This Amendment No. 3 (this “Amendment”) to Schedule 14D-9 amends and supplements the Solicitation/Recommendation Statement on Schedule 14D-9 originally filed by Decibel Therapeutics, Inc., a Delaware corporation (“Decibel”), with the U.S. Securities and Exchange Commission (the “SEC”) on August 25, 2023 (as amended or supplemented from time to time, the “Schedule 14D-9”), with respect to the tender offer by Symphony Acquisition Sub, Inc., a Delaware corporation (“Purchaser”), and a wholly owned subsidiary of Regeneron Pharmaceuticals, Inc., a New York corporation (“Regeneron”), to acquire all of the issued and outstanding shares of common stock (the “Shares”), of Decibel in exchange for (i) $4.00 per share, payable in cash, without interest and subject to reduction for any applicable withholding of taxes (the “Cash Consideration”), plus (ii) one contractual, non-tradeable contingent value right per share (each, a “CVR”), which entitles the holder to potentially receive contingent payments of up to an aggregate of $3.50 per CVR, without interest and subject to reduction for any applicable withholding taxes, upon the achievement of certain clinical development and regulatory milestones for Decibel’s lead investigational product candidate, DB-OTO, within specified time periods and in accordance with the terms and subject to the conditions of a contingent value rights agreement to be entered into with a rights agent mutually agreeable to Regeneron and Decibel (the Cash Consideration plus one CVR, together, the “Offer Consideration”), upon the terms and subject to the conditions set forth in the Offer to Purchase, dated as of August 25, 2023 (together with any amendments or supplements thereto, the “Offer to Purchase”), and in the related Letter of Transmittal (together with any amendments or supplements thereto, the “Letter of Transmittal,” which, together with the Offer to Purchase, constitute the “Offer”). The Offer is described in a Tender Offer Statement on Schedule TO (as amended or supplemented from time to time, the “Schedule TO”) filed jointly by Regeneron and Purchaser with the SEC on August 25, 2023. The Offer to Purchase and the Letter of Transmittal have been filed as Exhibits (a)(1)(A) and (a)(1)(B) to the Schedule 14D-9, respectively.

§ Assignment: According to the Schedule 14D-9 amendment, what is the most a holder can receive in contingent payments for each CVR?

§ Source material:

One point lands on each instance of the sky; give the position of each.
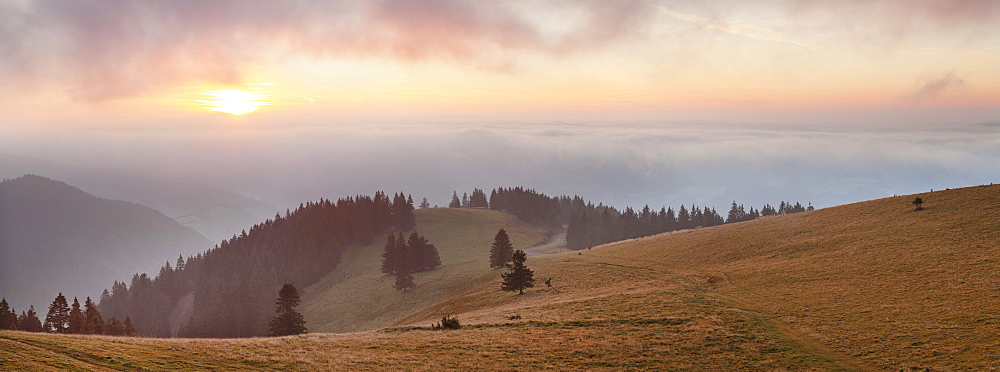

§ Response to this task: Up to an aggregate of $3.50 per CVR.